What you should do:
Reproduce each of the records below word for word, omitting the pictures from your answer.

Provided information:
## Start

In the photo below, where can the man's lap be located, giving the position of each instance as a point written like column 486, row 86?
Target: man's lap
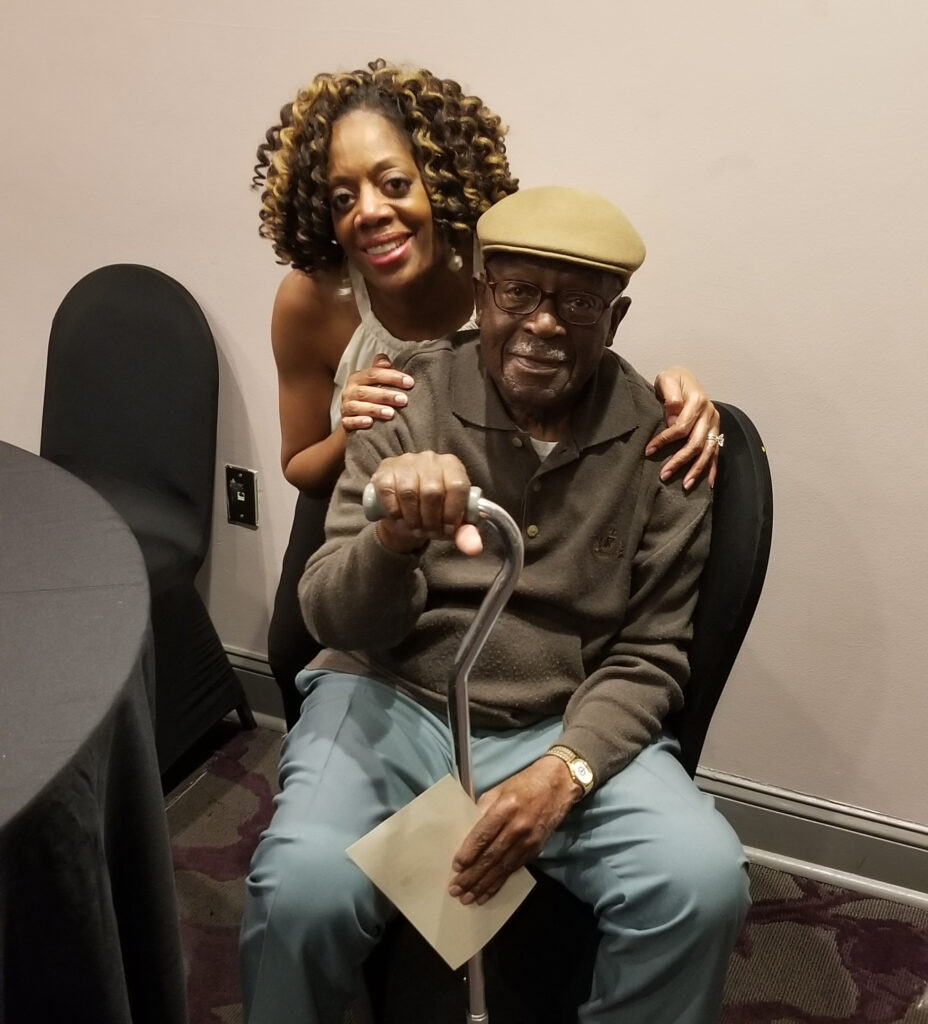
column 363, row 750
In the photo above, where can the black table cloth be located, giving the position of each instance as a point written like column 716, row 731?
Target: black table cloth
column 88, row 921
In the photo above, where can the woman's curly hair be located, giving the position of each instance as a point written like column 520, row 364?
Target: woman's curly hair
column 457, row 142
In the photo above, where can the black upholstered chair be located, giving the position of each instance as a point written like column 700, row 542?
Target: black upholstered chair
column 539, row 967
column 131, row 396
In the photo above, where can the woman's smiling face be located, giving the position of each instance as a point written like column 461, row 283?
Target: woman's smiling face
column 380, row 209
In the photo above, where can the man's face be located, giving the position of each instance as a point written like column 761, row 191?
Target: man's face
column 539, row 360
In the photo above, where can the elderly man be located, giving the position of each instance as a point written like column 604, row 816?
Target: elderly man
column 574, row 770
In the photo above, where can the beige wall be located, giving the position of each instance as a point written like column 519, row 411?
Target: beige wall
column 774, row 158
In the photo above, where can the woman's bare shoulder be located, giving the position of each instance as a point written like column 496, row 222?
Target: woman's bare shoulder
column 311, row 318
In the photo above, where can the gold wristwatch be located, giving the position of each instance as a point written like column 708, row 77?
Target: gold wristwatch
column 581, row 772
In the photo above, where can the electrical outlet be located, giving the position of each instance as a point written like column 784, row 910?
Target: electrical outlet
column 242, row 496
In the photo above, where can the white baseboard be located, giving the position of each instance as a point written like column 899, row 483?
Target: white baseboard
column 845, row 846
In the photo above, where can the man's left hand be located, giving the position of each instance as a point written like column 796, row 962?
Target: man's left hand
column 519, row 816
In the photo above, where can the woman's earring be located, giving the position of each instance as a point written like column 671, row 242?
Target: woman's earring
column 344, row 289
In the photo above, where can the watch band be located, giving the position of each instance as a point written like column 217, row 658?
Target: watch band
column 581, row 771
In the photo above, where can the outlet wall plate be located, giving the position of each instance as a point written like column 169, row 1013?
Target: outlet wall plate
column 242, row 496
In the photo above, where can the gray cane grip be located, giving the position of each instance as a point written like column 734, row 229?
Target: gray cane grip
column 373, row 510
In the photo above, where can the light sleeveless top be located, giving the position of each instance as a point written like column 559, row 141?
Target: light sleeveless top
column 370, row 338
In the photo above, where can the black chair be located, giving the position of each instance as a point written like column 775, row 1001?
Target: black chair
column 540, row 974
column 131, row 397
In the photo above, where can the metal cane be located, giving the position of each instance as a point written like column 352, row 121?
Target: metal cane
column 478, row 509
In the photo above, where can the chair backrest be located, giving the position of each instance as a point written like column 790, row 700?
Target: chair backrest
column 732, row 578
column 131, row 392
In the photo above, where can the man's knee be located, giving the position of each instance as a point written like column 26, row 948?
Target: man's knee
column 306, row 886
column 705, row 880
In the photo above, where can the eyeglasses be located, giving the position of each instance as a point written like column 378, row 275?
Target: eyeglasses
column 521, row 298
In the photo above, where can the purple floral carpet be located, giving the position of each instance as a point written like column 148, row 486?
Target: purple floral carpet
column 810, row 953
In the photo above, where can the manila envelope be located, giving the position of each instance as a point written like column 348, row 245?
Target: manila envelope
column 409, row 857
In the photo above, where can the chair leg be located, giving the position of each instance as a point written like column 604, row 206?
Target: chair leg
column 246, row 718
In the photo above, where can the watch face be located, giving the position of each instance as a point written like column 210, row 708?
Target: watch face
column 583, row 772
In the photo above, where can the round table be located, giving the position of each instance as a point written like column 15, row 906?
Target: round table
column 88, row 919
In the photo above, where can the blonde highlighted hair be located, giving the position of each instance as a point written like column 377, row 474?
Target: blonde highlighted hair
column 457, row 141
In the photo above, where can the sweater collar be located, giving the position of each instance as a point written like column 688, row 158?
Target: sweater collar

## End

Problem solution:
In the photo below, where can the man's lap be located, giving the position of each instance as a point written like column 486, row 86?
Target: man's lap
column 363, row 750
In the photo above, where can the black table cloth be located, giving the position of each instance as a point written like column 716, row 731?
Target: black table cloth
column 88, row 921
In the photo above, where can the woman's curly hair be located, giving the position of each instance as a point written like column 520, row 364?
Target: woman's curly hair
column 457, row 142
In the photo above, where can the black upholstered chair be located, giving the position of each instance as a point written like column 700, row 542?
Target: black upholstered chair
column 539, row 967
column 131, row 396
In the photo above, where can the woman's smiling face be located, giving the position of each instance as a point written like column 461, row 283?
Target: woman's smiling face
column 380, row 209
In the photo above, where can the man's face be located, giving the position of each instance as a point written like column 761, row 191?
Target: man's face
column 539, row 360
In the photo above, where can the elderly man be located, giving the position of each instance as a point written like column 604, row 816?
Target: elderly man
column 574, row 770
In the photo above, where can the beige wall be located, giving the position of each instance as a point written like column 519, row 411?
Target: beige wall
column 774, row 158
In the photo above, where can the woman's bare shoulder be located, giving the position of each instance as a point written like column 496, row 222?
Target: woman's bare shoulder
column 311, row 318
In the photo above, where can the gold wristwatch be located, giving the position of each instance as a point written like column 708, row 77?
Target: gold wristwatch
column 581, row 772
In the photo above, where can the electrical outlet be located, giving the position of each instance as a point written like column 784, row 910?
Target: electrical outlet
column 242, row 496
In the photo above, where can the white baseboard be located, giving the position of each instance as a point written like column 899, row 483?
Target: white baseboard
column 845, row 846
In the photo above, where can the man's left hand be located, giving the position of each instance as a point written like column 796, row 962?
Target: man's left hand
column 519, row 816
In the photo above, where can the woman's earring be located, giving the position of each instance as a point written like column 671, row 242?
Target: woman's earring
column 344, row 289
In the photo above, where can the watch band be located, giving the position of each instance as a point written like column 217, row 658?
Target: watch band
column 581, row 771
In the photo above, where can the outlet wall plate be located, giving the position of each instance as a point written like column 169, row 1013?
Target: outlet wall plate
column 242, row 496
In the photo above, where can the gray cane grip be located, giving the position of each instance as a point written like column 734, row 229?
Target: gray cane grip
column 373, row 510
In the photo above, where can the light sleeveless top be located, giving the position of each instance as a point written like column 559, row 141?
Target: light sleeveless top
column 370, row 338
In the photo above, where can the black chair be located, giving the position of each instance as a point written like column 775, row 1001?
Target: black chair
column 540, row 974
column 131, row 397
In the photo above, where can the metal cane be located, giving the position of each instance as a point written like column 352, row 121?
Target: metal cane
column 478, row 509
In the photo above, where can the chair backrest be located, giving the position of each instance as a point written like column 790, row 700?
Target: chair backrest
column 732, row 578
column 131, row 392
In the photo above, where can the man's knee be located, giving the position of each instance as a point written like column 26, row 948?
Target: man's knee
column 306, row 886
column 705, row 880
In the photo above, where can the eyeglasses be located, giving the position of each instance as a point written like column 378, row 275?
Target: eyeglasses
column 521, row 298
In the photo above, where can the purple floral carpet be located, giving the position of each instance as a point written like column 148, row 486?
Target: purple floral carpet
column 810, row 953
In the photo above, where can the manila envelope be located, giving the position of each instance as a point written like column 348, row 245?
Target: manila envelope
column 409, row 857
In the photo above, where can the chair leg be located, giving the position of each instance as a point written like column 604, row 206?
Target: chair leg
column 246, row 718
In the photo above, where can the watch face be located, giving the position of each instance as a point written like column 210, row 708?
Target: watch face
column 583, row 772
In the photo above, where can the round table be located, giving the position of each instance as a point written like column 15, row 906?
Target: round table
column 88, row 919
In the photo above, where can the blonde highlighted hair be located, giving the position of each instance as a point written like column 377, row 474?
Target: blonde highlighted hair
column 457, row 141
In the photo above, where can the sweater collar be located, giving the position of each instance as a point written like column 688, row 158?
Target: sweater collar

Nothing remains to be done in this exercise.